## BEGIN Record list
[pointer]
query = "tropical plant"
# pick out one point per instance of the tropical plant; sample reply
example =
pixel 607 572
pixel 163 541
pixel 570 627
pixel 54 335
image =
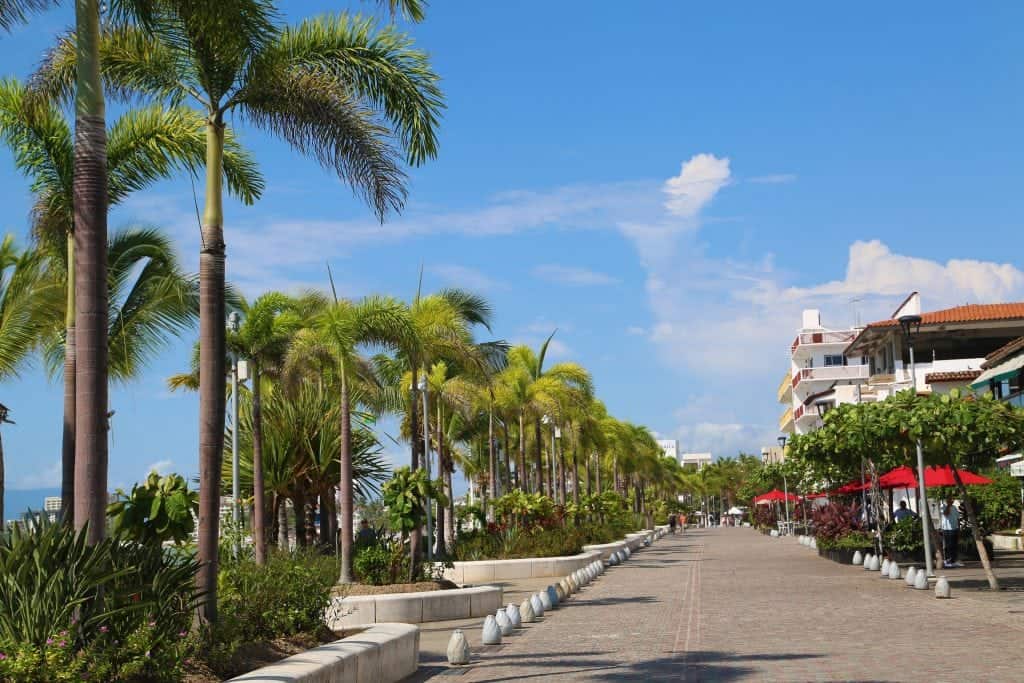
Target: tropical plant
pixel 335 88
pixel 161 509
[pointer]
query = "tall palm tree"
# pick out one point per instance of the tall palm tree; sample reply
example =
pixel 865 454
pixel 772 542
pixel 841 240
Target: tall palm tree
pixel 335 88
pixel 142 146
pixel 346 326
pixel 26 294
pixel 267 327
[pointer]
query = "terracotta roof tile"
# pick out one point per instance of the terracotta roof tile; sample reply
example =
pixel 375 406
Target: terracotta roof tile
pixel 1004 352
pixel 975 312
pixel 955 376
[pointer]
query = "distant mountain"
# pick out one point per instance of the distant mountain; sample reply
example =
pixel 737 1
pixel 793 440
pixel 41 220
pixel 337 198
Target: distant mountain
pixel 16 502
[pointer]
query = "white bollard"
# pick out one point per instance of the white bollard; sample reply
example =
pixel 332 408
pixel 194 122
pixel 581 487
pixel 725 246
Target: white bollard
pixel 504 623
pixel 458 649
pixel 537 604
pixel 911 574
pixel 492 633
pixel 552 594
pixel 526 612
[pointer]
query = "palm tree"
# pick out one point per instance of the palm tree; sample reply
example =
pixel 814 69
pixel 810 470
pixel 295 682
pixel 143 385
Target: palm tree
pixel 25 297
pixel 266 330
pixel 346 326
pixel 142 146
pixel 335 88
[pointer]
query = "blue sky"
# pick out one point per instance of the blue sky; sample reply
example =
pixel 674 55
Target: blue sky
pixel 667 184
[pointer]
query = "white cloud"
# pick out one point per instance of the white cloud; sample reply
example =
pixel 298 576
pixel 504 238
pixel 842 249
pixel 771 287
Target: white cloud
pixel 465 276
pixel 572 275
pixel 773 178
pixel 696 184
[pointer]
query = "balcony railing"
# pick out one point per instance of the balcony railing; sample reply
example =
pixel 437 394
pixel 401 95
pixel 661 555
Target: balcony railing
pixel 830 374
pixel 784 388
pixel 836 337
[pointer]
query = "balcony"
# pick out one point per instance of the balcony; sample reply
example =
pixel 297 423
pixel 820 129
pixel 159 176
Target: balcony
pixel 806 339
pixel 830 374
pixel 785 389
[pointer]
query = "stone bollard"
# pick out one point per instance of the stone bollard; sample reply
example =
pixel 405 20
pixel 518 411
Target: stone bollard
pixel 504 623
pixel 492 634
pixel 513 614
pixel 538 604
pixel 911 574
pixel 458 649
pixel 526 612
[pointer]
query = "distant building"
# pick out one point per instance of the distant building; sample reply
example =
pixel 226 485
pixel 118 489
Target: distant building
pixel 670 447
pixel 694 461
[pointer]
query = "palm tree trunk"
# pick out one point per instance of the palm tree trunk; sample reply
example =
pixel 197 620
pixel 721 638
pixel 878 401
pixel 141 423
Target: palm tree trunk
pixel 90 278
pixel 520 475
pixel 259 524
pixel 345 482
pixel 212 369
pixel 538 458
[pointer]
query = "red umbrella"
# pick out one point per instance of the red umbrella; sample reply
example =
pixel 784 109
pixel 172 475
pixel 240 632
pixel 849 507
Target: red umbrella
pixel 904 477
pixel 774 496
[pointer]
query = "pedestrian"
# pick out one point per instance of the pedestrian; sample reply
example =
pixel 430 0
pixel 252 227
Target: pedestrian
pixel 903 512
pixel 950 534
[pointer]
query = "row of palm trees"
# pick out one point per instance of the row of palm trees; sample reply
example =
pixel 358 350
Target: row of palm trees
pixel 357 98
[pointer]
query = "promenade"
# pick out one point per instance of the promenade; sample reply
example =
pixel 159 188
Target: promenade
pixel 729 604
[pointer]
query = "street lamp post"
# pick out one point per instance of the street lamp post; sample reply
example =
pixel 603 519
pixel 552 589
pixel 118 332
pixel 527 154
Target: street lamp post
pixel 910 326
pixel 232 325
pixel 426 453
pixel 785 486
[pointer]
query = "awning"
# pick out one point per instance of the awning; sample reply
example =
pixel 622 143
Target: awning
pixel 1004 371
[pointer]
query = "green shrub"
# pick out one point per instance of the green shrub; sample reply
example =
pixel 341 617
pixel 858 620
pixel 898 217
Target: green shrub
pixel 117 610
pixel 286 596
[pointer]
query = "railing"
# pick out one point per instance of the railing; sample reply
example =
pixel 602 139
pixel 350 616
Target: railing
pixel 784 388
pixel 830 374
pixel 838 337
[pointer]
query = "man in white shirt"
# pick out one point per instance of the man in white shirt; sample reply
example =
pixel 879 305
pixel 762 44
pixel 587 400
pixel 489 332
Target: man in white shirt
pixel 950 534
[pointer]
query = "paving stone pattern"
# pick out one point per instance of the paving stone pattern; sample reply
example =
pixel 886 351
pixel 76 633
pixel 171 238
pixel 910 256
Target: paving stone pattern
pixel 729 604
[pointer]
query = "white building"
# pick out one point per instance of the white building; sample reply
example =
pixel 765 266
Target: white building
pixel 694 461
pixel 833 367
pixel 670 447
## END Record list
Return every line in the rows above that contains the string "shirt", matching case exactly.

query = "man in white shirt"
# pick out one point per instance of the man in white shirt; sample reply
Target: man in white shirt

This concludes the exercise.